begin Records to use
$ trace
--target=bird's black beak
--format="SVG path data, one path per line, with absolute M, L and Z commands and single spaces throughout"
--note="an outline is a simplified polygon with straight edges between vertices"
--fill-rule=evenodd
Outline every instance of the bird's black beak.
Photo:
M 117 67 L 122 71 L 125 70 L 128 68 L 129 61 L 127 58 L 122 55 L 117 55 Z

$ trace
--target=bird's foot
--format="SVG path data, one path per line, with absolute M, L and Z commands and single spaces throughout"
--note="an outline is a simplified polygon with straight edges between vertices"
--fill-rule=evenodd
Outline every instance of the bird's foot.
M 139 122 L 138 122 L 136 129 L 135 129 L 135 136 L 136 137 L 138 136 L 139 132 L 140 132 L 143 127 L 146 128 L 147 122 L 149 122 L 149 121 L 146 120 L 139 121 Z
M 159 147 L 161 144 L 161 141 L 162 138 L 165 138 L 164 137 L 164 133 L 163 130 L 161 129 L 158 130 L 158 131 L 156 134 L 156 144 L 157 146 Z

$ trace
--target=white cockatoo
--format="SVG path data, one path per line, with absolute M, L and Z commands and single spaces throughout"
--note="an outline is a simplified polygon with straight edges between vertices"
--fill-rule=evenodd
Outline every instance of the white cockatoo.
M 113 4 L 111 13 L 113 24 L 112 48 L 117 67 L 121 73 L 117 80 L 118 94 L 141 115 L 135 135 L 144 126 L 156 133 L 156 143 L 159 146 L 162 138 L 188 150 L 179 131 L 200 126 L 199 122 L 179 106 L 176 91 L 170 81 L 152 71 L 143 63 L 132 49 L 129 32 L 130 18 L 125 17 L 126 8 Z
end Records to use
Stated exercise: Pick out and copy every line in the rows above that contains the word "instance". Case counts.

Answer below:
Outline every instance of the bird's black beak.
Outline every instance of the bird's foot.
Outline every instance of the white cockatoo.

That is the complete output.